• [Records drawn from a dataset]

════════════════

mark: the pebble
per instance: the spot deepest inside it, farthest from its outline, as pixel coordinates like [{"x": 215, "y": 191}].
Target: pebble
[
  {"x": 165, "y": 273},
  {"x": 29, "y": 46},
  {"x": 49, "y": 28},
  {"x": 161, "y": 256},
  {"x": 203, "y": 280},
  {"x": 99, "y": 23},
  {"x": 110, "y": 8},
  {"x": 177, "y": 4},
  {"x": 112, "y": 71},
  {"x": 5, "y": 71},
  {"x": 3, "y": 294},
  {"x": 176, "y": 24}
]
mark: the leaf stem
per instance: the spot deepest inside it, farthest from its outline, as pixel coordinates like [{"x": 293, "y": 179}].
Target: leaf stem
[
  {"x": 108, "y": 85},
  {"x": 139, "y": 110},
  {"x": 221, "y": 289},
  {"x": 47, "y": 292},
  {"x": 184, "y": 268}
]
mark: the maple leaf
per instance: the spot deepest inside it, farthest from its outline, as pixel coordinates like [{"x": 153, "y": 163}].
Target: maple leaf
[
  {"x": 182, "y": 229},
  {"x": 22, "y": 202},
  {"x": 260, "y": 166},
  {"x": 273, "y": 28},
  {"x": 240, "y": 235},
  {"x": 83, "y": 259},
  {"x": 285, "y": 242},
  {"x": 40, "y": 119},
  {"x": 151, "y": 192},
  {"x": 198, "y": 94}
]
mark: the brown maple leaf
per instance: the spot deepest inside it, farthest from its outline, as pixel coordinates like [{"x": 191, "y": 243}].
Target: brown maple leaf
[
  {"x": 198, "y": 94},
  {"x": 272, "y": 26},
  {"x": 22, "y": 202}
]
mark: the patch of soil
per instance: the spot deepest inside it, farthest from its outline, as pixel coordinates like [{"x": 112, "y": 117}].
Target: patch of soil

════════════════

• [TASK PROMPT] Return only what runs from the line containing "Target: brown maple leaf" to the last line of the records above, both ends included, exactly as written.

• [RESPONSE TO THIS EXERCISE]
Target: brown maple leaf
[
  {"x": 198, "y": 94},
  {"x": 272, "y": 26},
  {"x": 22, "y": 202}
]
mark: the patch of soil
per instance: the spot deepest inside it, farthest from its outline, as pixel coordinates like [{"x": 112, "y": 117}].
Target: patch of soil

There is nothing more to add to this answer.